[Named object pointing entries]
----

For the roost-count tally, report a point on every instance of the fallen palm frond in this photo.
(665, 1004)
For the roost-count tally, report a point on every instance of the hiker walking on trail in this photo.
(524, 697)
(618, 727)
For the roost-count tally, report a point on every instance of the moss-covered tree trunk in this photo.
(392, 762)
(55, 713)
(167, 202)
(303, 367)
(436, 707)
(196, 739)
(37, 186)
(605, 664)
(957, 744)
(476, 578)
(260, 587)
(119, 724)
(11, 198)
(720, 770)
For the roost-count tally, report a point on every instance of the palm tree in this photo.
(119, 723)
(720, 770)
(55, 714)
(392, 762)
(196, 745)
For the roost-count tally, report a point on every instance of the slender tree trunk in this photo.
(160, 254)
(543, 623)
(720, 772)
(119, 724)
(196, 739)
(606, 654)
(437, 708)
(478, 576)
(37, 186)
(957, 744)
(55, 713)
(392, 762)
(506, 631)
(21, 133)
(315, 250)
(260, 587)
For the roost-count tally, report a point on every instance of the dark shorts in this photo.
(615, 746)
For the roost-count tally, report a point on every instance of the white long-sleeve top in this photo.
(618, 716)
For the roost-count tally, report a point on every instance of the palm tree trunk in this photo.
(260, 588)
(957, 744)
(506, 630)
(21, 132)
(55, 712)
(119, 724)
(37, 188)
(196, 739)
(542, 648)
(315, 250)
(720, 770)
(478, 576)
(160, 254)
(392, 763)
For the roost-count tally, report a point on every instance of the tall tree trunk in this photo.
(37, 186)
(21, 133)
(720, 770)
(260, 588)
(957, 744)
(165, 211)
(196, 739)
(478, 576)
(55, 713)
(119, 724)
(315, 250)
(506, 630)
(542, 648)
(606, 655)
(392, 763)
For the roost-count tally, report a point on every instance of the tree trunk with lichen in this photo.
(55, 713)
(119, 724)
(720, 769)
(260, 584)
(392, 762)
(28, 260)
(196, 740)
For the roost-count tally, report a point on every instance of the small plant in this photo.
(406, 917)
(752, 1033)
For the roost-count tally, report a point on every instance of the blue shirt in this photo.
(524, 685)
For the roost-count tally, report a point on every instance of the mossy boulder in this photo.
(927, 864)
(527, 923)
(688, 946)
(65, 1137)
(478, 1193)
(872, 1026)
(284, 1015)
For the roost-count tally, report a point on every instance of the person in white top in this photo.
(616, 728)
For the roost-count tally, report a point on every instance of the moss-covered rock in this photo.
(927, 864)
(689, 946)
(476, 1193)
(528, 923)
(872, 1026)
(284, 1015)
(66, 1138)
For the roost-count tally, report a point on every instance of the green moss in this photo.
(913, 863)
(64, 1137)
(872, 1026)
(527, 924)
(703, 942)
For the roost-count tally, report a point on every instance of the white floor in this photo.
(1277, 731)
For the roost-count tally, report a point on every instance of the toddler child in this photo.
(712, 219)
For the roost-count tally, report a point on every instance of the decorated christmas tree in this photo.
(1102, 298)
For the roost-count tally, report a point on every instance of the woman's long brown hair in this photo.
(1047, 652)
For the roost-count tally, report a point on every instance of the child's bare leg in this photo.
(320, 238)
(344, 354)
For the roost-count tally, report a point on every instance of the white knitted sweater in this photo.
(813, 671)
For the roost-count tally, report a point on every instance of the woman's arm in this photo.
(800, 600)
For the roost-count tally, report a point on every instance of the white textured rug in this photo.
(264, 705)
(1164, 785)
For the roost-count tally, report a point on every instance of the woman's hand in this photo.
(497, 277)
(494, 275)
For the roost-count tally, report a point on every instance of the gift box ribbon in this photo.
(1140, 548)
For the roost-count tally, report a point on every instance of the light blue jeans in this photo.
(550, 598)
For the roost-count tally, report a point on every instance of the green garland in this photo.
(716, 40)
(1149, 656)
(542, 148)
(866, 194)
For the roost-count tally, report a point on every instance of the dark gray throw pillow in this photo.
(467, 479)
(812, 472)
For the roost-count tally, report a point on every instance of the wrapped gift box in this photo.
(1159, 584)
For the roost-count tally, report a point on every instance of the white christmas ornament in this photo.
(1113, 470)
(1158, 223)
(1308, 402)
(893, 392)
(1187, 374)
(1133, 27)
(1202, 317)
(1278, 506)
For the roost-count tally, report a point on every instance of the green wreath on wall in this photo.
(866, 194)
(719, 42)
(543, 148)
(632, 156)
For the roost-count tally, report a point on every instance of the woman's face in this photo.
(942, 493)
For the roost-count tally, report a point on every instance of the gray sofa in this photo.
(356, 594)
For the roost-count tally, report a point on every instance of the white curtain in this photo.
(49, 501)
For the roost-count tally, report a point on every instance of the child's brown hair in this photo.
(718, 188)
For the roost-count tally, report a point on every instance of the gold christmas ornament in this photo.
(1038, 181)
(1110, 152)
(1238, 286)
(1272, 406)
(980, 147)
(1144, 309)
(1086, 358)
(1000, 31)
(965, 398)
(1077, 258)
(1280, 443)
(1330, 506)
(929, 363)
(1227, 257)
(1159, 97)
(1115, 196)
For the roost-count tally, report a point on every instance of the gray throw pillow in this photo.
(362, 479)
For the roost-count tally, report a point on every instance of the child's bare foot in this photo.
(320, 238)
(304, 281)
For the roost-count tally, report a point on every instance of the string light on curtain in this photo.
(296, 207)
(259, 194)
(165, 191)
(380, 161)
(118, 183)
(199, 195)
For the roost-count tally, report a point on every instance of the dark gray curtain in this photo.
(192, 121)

----

WHAT YOU ARE ASKED TO DO >> Extract the whole listing, character for character.

EXPECTED ANSWER >>
For the roost-count tally, report a point on every instance of the fallen palm frond in this photo.
(665, 1004)
For the roost-count tally, report a point on every instance of the hiker walking on trail in this photo.
(524, 697)
(618, 727)
For the roost-count tally, report a point on every instance of the moss-covered tree trunk in this photo.
(392, 762)
(55, 713)
(167, 202)
(303, 367)
(436, 707)
(196, 739)
(37, 186)
(605, 664)
(957, 744)
(476, 578)
(260, 587)
(119, 724)
(11, 198)
(720, 770)
For the roost-count tally, report a point on every instance of the palm tree in this photo.
(119, 723)
(720, 770)
(55, 714)
(392, 762)
(196, 745)
For the roost-count tally, report a point on every instance of the slender tree trunk in this photo.
(160, 254)
(543, 623)
(720, 772)
(119, 724)
(196, 739)
(606, 654)
(437, 708)
(478, 576)
(37, 186)
(957, 744)
(55, 713)
(392, 762)
(506, 631)
(21, 133)
(315, 250)
(260, 587)
For the roost-count tally, report a point on every instance of the dark shorts in this photo.
(615, 746)
For the roost-count tally, report a point on every instance of the white long-sleeve top in this photo.
(618, 716)
For the roost-count tally, report a point on every instance of the palm tree trunk in this photo.
(260, 588)
(957, 744)
(506, 630)
(21, 132)
(55, 712)
(119, 724)
(37, 188)
(196, 739)
(542, 648)
(315, 250)
(720, 770)
(478, 576)
(160, 254)
(392, 763)
For the roost-count tally, report a point on every instance of the tall tree trunk in this photo.
(37, 186)
(21, 133)
(720, 770)
(260, 588)
(957, 744)
(165, 211)
(196, 739)
(478, 576)
(55, 713)
(119, 724)
(315, 250)
(506, 630)
(542, 648)
(606, 655)
(392, 763)
For the roost-count tally, report a point on every instance of the tree trunk with lichen in this photo.
(55, 713)
(119, 724)
(720, 769)
(260, 584)
(392, 762)
(28, 260)
(196, 740)
For the roost-count tally, report a point on every instance of the small plant in this photo.
(406, 917)
(752, 1033)
For the roost-count tally, report a point on every instance of the blue shirt in this photo.
(524, 685)
For the roost-count tally, report a point on every instance of the mossy boulder in this photo.
(927, 864)
(527, 923)
(688, 946)
(65, 1137)
(478, 1193)
(872, 1026)
(284, 1015)
For the roost-count tally, report a point on every instance of the person in white top in this photo.
(616, 728)
For the roost-count tally, report a point on every instance of the moss-covered rock in this photo.
(927, 864)
(689, 946)
(476, 1193)
(528, 923)
(872, 1026)
(284, 1015)
(66, 1138)
For the roost-count tally, report a point on every instance of the green moss in this photo.
(913, 863)
(64, 1137)
(872, 1026)
(527, 924)
(703, 942)
For the roost-count tally, report a point on every instance of the white floor in this photo.
(1277, 731)
For the roost-count tally, report a point on every instance of the toddler child in this photo.
(712, 219)
For the roost-count tally, report a point on every instance of the decorated christmas tree in this photo.
(1102, 298)
For the roost-count tally, report a point on every instance of the woman's long brown hair in this photo.
(1047, 652)
For the roost-count tally, report a point on every instance of the child's bare leg in this photo.
(320, 238)
(344, 354)
For the roost-count tally, report a point on every instance of the white knitted sweater in this photo.
(813, 671)
For the roost-count tally, report a point on every instance of the woman's arm in this photo.
(800, 600)
For the roost-count tally, report a point on every instance of the white textured rug in this photo.
(264, 705)
(1164, 785)
For the roost-count tally, report a point on every instance of the woman's hand in this photo.
(497, 277)
(494, 275)
For the roost-count tally, report a point on every instance of the gift box ribbon in this photo.
(1140, 548)
For the roost-count tally, report a point on every instance of the light blue jeans in this photo.
(550, 598)
For the roost-count tally, report a point on every instance of the green garland in this photo.
(716, 40)
(1149, 656)
(542, 148)
(866, 194)
For the roost-count tally, report a point on every instance of the dark gray throw pillow in this photo.
(467, 479)
(812, 472)
For the roost-count tally, report a point on every instance of the wrapped gift box in this photo.
(1159, 584)
For the roost-count tally, report a point on every instance of the white christmas ornament in this photo.
(1113, 470)
(1158, 223)
(1308, 402)
(893, 392)
(1187, 374)
(1133, 27)
(1202, 317)
(1278, 506)
For the roost-count tally, report a point on every instance of the green wreath on wall in this photo.
(866, 194)
(719, 42)
(543, 148)
(632, 156)
For the roost-count tally, report a point on every instance of the woman's face in this photo.
(942, 493)
For the roost-count tally, report a point on every instance of the gray sofa in this photo.
(356, 594)
For the roost-count tally, report a point on every instance of the white curtain in this photo.
(49, 501)
For the roost-count tally, report a point on every instance of the child's brown hair in this photo.
(718, 188)
For the roost-count tally, report a point on every instance of the gold christmas ornament in this photo.
(1038, 181)
(1110, 152)
(1238, 286)
(1272, 406)
(980, 147)
(1144, 309)
(1086, 358)
(1000, 31)
(965, 398)
(1077, 258)
(1280, 443)
(1330, 506)
(929, 363)
(1227, 257)
(1159, 97)
(1115, 196)
For the roost-count tally, report a point on every instance of the gray throw pillow in this photo.
(362, 479)
For the roost-count tally, report a point on every instance of the child's bare foot in this photo.
(320, 238)
(304, 281)
For the roost-count tally, report a point on every instance of the string light on curtain in this photo.
(296, 207)
(259, 194)
(165, 191)
(380, 161)
(118, 183)
(199, 195)
For the roost-count tally, report a point on every instance of the dark gray curtain in this photo.
(192, 121)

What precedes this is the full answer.